_TASK STATEMENT_
Return all the lines below in which the string "face" appears.

[Stored data entries]
+ + + +

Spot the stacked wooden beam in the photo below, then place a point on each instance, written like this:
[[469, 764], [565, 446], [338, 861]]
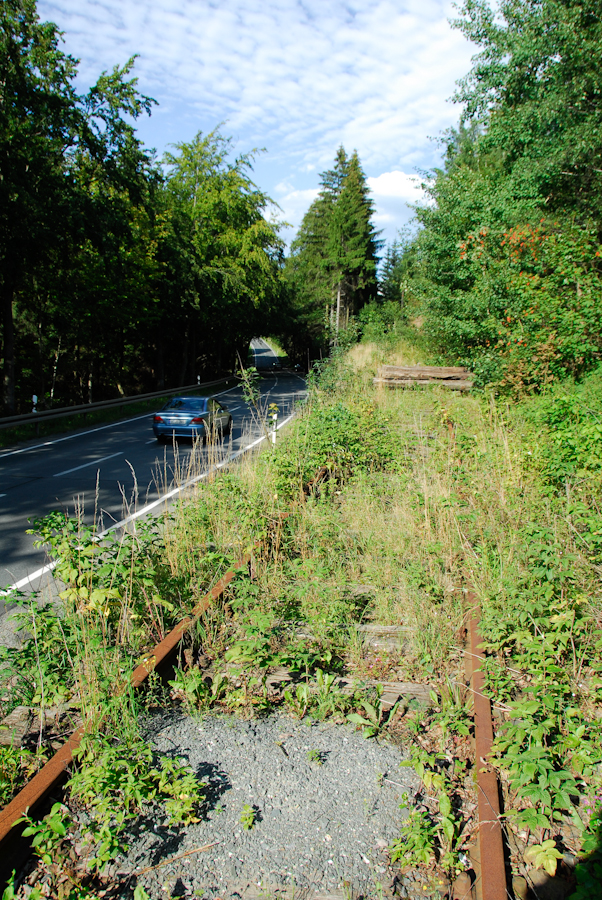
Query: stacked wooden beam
[[454, 377]]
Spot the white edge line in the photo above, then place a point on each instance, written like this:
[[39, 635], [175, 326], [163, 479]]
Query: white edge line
[[50, 566], [70, 437]]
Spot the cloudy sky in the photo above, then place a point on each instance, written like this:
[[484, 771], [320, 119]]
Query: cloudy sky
[[296, 77]]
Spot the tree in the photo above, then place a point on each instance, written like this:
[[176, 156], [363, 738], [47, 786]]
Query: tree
[[332, 265], [38, 120]]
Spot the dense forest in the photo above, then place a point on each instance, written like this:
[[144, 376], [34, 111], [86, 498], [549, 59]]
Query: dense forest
[[121, 273], [117, 273], [505, 271]]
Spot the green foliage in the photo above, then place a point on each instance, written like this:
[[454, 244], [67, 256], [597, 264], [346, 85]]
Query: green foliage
[[416, 845], [17, 765], [121, 276], [544, 856], [248, 817], [338, 440], [315, 756], [588, 870], [115, 780], [509, 256], [124, 585], [197, 690], [333, 258], [48, 834]]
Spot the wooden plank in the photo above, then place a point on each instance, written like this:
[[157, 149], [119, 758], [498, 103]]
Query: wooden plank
[[446, 383], [458, 372]]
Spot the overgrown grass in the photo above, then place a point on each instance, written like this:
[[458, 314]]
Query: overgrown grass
[[376, 507]]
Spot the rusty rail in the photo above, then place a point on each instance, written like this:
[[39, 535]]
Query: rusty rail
[[13, 850], [491, 885]]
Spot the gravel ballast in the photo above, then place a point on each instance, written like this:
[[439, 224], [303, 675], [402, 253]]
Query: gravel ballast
[[326, 802]]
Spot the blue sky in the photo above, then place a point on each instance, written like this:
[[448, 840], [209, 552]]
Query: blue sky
[[296, 77]]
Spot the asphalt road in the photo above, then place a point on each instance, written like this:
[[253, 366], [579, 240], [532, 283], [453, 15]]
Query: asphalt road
[[114, 471]]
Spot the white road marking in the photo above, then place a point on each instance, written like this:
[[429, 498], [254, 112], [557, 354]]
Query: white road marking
[[85, 465], [44, 570], [70, 437]]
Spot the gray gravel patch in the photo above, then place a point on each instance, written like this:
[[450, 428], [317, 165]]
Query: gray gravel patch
[[322, 828]]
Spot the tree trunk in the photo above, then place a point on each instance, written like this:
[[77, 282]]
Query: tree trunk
[[184, 365], [8, 349], [160, 366]]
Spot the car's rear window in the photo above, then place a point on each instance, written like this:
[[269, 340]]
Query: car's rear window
[[199, 403]]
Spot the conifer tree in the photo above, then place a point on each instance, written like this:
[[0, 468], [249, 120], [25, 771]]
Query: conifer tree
[[334, 256]]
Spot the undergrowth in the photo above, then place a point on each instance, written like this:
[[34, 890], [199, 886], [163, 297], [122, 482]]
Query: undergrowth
[[375, 508]]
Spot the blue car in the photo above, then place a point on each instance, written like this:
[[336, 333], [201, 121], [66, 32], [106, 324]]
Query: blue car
[[191, 417]]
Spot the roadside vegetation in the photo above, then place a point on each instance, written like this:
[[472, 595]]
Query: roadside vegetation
[[375, 508]]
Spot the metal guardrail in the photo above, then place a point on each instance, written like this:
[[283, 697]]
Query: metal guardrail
[[84, 408]]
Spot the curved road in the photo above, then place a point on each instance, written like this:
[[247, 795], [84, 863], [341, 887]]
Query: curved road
[[112, 472]]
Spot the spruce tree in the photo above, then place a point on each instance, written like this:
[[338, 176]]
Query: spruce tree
[[334, 256]]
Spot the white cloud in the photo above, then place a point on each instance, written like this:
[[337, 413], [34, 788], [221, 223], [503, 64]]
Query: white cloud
[[298, 77], [396, 184], [295, 204]]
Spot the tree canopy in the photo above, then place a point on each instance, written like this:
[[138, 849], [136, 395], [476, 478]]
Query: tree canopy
[[332, 266], [117, 274], [510, 277]]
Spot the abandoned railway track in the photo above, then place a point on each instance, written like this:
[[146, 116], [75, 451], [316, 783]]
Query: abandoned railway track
[[316, 721], [487, 868]]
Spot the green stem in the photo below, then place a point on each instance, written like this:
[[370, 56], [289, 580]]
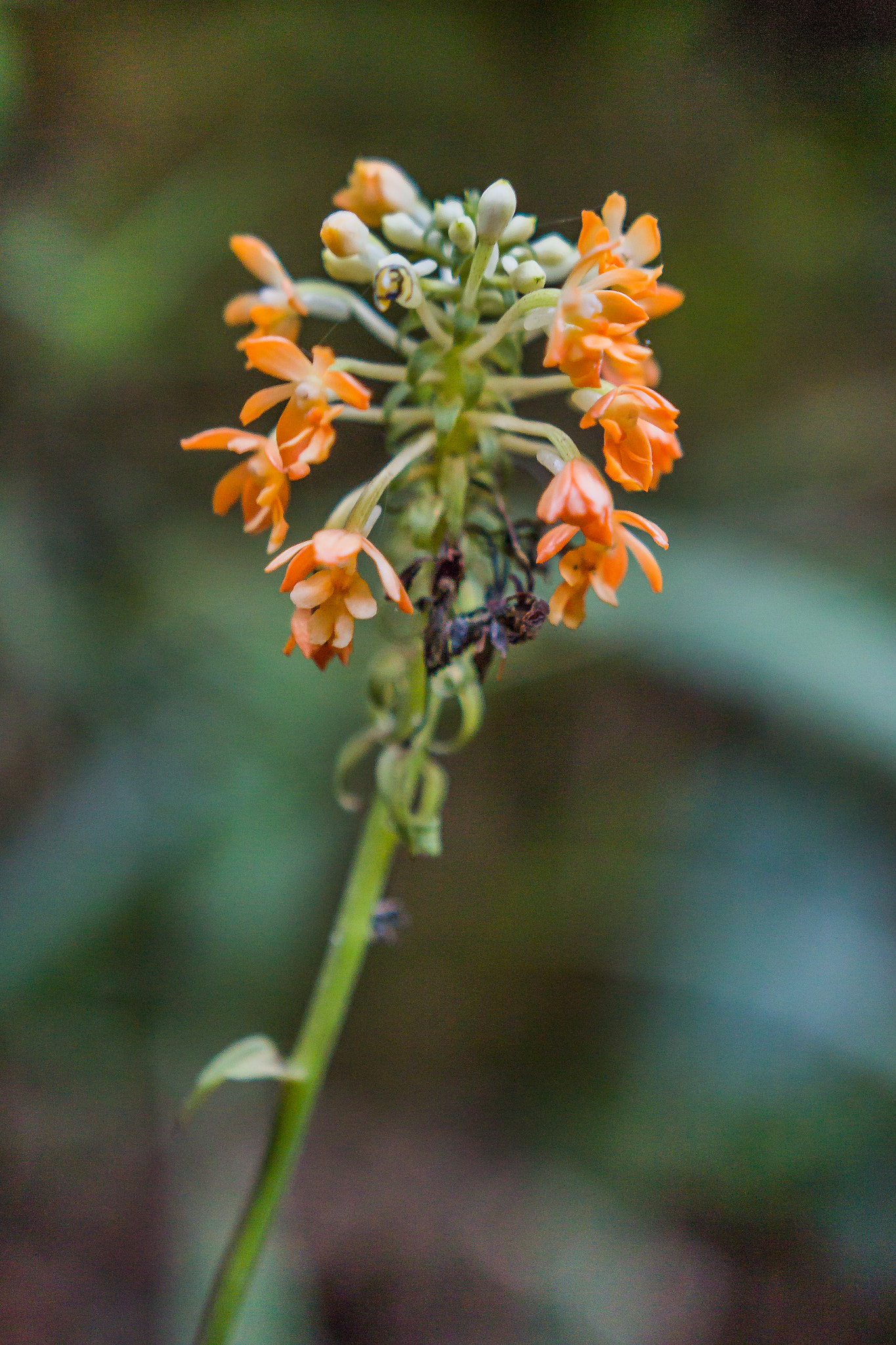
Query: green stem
[[385, 373], [370, 495], [481, 259], [517, 424], [494, 334], [310, 1055], [516, 387], [331, 299]]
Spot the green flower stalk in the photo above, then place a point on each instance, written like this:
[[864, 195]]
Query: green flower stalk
[[472, 288]]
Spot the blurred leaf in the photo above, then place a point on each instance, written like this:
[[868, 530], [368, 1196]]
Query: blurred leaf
[[253, 1057]]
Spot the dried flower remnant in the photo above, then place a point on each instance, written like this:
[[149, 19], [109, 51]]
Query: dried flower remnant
[[453, 290]]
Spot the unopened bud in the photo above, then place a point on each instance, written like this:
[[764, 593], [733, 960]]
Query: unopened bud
[[519, 231], [498, 205], [396, 280], [463, 233], [446, 211], [358, 269], [344, 234], [402, 231], [553, 250], [527, 277]]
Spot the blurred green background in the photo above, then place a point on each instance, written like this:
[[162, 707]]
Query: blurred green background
[[630, 1075]]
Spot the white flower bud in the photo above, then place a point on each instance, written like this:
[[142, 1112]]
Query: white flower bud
[[402, 231], [519, 231], [396, 280], [498, 205], [527, 277], [446, 211], [344, 234], [463, 233], [356, 271], [553, 250]]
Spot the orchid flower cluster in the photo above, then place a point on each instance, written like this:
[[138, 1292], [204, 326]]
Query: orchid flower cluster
[[473, 284], [473, 287]]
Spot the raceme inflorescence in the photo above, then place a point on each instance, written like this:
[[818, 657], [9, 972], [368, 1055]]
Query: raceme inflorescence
[[475, 287]]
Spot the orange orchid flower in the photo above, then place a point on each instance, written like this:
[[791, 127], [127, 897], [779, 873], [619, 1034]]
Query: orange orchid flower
[[258, 483], [377, 188], [304, 432], [630, 363], [633, 249], [581, 498], [330, 595], [640, 441], [277, 309], [601, 568], [591, 322]]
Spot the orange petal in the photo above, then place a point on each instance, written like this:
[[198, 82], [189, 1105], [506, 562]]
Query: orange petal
[[554, 541], [261, 260], [264, 400], [228, 489], [336, 545], [313, 591], [617, 307], [594, 232], [390, 580], [666, 300], [624, 516], [645, 558], [238, 440], [614, 213], [643, 240], [265, 315], [359, 600], [240, 310], [278, 357]]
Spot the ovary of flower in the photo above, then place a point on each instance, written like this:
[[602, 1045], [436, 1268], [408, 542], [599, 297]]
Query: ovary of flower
[[277, 309], [330, 595], [640, 441], [580, 498], [304, 431], [258, 483], [602, 568], [377, 188]]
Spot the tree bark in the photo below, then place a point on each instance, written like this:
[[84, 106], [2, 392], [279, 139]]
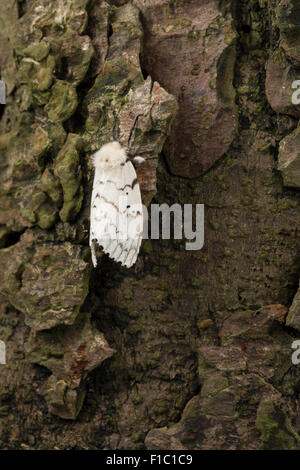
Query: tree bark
[[188, 349]]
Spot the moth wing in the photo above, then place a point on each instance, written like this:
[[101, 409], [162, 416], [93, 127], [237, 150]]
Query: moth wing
[[104, 210], [134, 212]]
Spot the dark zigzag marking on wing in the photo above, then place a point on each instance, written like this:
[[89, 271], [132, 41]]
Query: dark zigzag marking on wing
[[115, 206], [132, 185]]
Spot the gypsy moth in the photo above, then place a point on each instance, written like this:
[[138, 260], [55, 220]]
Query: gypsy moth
[[116, 217]]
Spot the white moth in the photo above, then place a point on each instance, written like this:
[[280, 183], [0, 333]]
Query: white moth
[[116, 206]]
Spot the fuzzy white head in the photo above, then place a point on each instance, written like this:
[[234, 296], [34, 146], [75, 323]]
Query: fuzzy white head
[[109, 156]]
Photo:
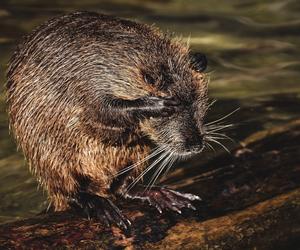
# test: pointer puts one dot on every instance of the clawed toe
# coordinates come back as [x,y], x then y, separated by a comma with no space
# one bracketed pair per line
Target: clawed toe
[101,208]
[167,199]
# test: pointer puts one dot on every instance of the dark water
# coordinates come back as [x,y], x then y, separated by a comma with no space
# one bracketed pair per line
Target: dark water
[253,49]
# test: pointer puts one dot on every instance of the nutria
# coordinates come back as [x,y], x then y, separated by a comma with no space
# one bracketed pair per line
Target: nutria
[89,95]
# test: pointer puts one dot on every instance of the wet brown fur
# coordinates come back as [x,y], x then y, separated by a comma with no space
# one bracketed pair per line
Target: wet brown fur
[53,100]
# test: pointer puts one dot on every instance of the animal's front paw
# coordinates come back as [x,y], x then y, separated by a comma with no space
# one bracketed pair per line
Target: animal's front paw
[101,208]
[165,199]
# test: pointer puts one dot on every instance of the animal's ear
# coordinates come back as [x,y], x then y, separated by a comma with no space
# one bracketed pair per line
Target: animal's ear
[198,61]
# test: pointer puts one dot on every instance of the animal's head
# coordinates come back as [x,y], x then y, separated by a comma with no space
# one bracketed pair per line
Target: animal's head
[175,71]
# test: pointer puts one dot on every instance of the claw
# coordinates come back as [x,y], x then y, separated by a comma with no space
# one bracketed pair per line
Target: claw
[166,199]
[101,208]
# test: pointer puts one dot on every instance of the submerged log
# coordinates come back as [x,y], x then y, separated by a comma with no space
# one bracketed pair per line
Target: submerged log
[251,199]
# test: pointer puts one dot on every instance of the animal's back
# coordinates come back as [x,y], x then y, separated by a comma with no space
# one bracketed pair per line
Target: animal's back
[50,94]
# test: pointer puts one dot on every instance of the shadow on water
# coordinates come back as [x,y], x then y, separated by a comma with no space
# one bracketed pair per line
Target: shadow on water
[253,49]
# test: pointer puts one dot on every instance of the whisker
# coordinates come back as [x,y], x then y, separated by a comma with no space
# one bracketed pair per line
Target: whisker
[215,141]
[219,128]
[222,135]
[153,154]
[210,146]
[222,118]
[174,158]
[158,172]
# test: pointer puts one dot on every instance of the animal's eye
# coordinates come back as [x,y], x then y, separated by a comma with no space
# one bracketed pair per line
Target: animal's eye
[198,62]
[149,79]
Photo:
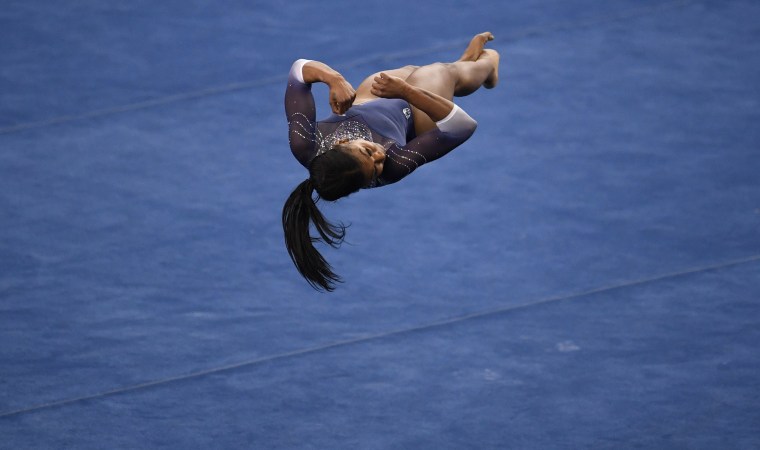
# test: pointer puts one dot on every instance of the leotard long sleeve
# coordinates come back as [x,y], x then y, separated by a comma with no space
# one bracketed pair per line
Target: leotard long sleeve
[385,121]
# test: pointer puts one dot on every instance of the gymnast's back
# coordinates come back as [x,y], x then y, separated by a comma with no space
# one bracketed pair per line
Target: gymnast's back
[389,122]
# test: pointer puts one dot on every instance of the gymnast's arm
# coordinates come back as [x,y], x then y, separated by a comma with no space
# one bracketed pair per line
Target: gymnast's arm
[342,94]
[299,104]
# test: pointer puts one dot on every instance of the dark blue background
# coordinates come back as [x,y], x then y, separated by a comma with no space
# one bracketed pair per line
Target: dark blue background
[583,273]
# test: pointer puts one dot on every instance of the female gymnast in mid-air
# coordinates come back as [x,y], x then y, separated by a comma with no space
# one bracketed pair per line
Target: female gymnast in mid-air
[394,122]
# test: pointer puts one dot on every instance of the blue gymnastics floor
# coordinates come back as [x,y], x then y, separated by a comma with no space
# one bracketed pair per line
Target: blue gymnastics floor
[583,273]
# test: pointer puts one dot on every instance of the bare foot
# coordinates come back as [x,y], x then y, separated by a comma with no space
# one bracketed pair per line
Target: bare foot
[492,79]
[475,49]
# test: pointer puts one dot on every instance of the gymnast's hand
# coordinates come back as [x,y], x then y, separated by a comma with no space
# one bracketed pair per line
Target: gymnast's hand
[386,86]
[342,95]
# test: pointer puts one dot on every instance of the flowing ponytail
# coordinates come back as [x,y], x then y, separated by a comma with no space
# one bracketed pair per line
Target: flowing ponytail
[334,174]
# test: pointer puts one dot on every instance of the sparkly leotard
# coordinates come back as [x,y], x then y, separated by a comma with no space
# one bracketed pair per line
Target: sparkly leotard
[385,121]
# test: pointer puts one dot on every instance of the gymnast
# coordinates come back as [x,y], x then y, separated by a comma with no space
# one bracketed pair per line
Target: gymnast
[394,122]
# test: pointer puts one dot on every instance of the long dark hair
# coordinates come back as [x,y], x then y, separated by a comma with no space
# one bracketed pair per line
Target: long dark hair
[333,175]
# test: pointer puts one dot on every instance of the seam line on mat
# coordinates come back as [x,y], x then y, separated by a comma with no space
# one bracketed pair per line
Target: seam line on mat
[377,336]
[232,87]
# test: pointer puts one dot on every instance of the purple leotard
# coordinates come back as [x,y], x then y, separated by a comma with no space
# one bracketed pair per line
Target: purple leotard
[385,121]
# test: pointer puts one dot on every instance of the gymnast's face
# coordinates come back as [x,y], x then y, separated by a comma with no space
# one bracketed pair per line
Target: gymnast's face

+ + + +

_TASK SOLUTION_
# test: pointer puts one dot on every instance of the gymnast's face
Target: gymnast's face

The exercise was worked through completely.